:: Data to use ::
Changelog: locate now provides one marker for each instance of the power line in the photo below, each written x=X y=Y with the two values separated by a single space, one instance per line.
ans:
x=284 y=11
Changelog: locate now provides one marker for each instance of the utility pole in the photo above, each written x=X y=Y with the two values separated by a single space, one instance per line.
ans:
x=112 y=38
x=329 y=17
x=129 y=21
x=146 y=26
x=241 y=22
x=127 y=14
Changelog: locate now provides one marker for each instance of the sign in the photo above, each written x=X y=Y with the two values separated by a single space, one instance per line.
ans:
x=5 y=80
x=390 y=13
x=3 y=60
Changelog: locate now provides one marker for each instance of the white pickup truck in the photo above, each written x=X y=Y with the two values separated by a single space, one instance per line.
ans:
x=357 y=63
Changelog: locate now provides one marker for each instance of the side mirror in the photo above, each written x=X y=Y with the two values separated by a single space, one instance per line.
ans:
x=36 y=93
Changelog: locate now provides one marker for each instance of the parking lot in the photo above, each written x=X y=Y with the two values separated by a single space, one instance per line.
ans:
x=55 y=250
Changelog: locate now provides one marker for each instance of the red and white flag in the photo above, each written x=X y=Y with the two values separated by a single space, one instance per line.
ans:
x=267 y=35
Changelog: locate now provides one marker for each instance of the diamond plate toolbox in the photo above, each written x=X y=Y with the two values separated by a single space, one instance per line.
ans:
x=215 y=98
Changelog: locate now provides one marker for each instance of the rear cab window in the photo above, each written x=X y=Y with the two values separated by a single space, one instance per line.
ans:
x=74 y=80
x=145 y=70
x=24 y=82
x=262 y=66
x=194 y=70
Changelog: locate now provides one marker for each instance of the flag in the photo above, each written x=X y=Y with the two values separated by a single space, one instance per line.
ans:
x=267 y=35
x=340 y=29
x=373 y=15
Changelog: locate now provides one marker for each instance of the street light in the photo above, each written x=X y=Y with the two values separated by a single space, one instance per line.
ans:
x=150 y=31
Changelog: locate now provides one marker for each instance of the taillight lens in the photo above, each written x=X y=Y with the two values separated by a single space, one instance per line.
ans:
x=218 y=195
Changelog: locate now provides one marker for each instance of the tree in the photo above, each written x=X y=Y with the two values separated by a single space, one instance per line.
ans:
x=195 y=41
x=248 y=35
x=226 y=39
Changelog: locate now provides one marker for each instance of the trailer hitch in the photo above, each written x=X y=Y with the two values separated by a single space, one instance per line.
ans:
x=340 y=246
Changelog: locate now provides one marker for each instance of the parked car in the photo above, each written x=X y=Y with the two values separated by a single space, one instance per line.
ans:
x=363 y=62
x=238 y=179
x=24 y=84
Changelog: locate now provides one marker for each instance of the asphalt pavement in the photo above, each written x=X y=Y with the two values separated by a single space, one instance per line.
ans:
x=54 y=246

:: What is required ::
Copy out the full material exactly as it appears.

:: Correct response ::
Changelog: locate now provides one marker for each instance of the power line in the photo below, each written x=X y=Y with the two values separated by a single space, one instance per line.
ans:
x=284 y=11
Changelog: locate now provides one marker for each instance of the utility pole in the photo above, each written x=X y=Y with the two values separated by a single space, one instance per line.
ans:
x=112 y=38
x=329 y=17
x=129 y=21
x=146 y=26
x=241 y=22
x=127 y=14
Changelog: locate now provides one marker for each instance of the sign in the photo above, each written x=X y=Y with the two values separated by a single space, one instance per line.
ans:
x=5 y=80
x=390 y=13
x=3 y=60
Changelog: locate now provides one marker for each instance of the white pickup truck in the photo above, each written x=X y=Y with the two values separated by a single space, one instance per line.
ans:
x=357 y=63
Changelog: locate now provides one marker for each instance of the side mirror in the photo above, each written x=X y=Y with the two values separated by a single space, one instance per line.
ans:
x=36 y=93
Changelog: locate now provides one marker for each instance of the parking lot in the photo above, each written x=X y=Y with the two values separated by a single space, one instance per line.
ans:
x=55 y=250
Changelog: locate now provides one marker for each instance of the red and white flag in the photo above, each written x=X y=Y with the two values separated by a single space, one instance per line.
ans:
x=267 y=35
Changelog: locate now provides one marker for each instance of the diamond plate toolbox in the photo above, each written x=X y=Y with the two values separated by a single space, one instance per line.
ans:
x=215 y=98
Changelog: locate now provides one marker for each instance of the rear cab window in the photo above, each written x=X y=Y with the two values separated by a single space, one instance per line.
ans:
x=74 y=80
x=145 y=70
x=24 y=82
x=262 y=66
x=194 y=70
Changelog: locate now provides one marker for each instance of the flag in the photo above, each written x=X y=Y with the two values separated by a single space, one instance per line.
ans:
x=267 y=35
x=340 y=29
x=373 y=15
Changelog: locate now provides one marker for each instance of the street light in the photo above, each written x=X y=Y with the two values separated by a single space, one instance per line.
ans:
x=150 y=31
Changelog: locate now provides one marker for each instance of the taillight lens in the photo above, each written x=X y=Y with the two values separated by a single space, one instance per line.
ans:
x=218 y=195
Changelog: locate now provides one marker for each instance of the tree in the photo above, each written x=X y=Y with the two values separated by a single space, one instance per line.
ans:
x=195 y=41
x=248 y=35
x=226 y=39
Changelog: locate now provides one marker for each instance of the trailer hitch in the photo above, each written x=X y=Y with the two values separated by a single space, one instance per line.
ans:
x=340 y=246
Changelog: locate now provides one marker for each instance of the parked car in the photo above, each written x=X y=Y with the two values separated by a single space, one instance per line.
ans:
x=363 y=62
x=238 y=179
x=24 y=84
Changelog: locate now provides one marker for each instance of the asphalt pavement in the photo above, each written x=X y=Y with the two values separated by a single space, one instance per line.
ans:
x=54 y=246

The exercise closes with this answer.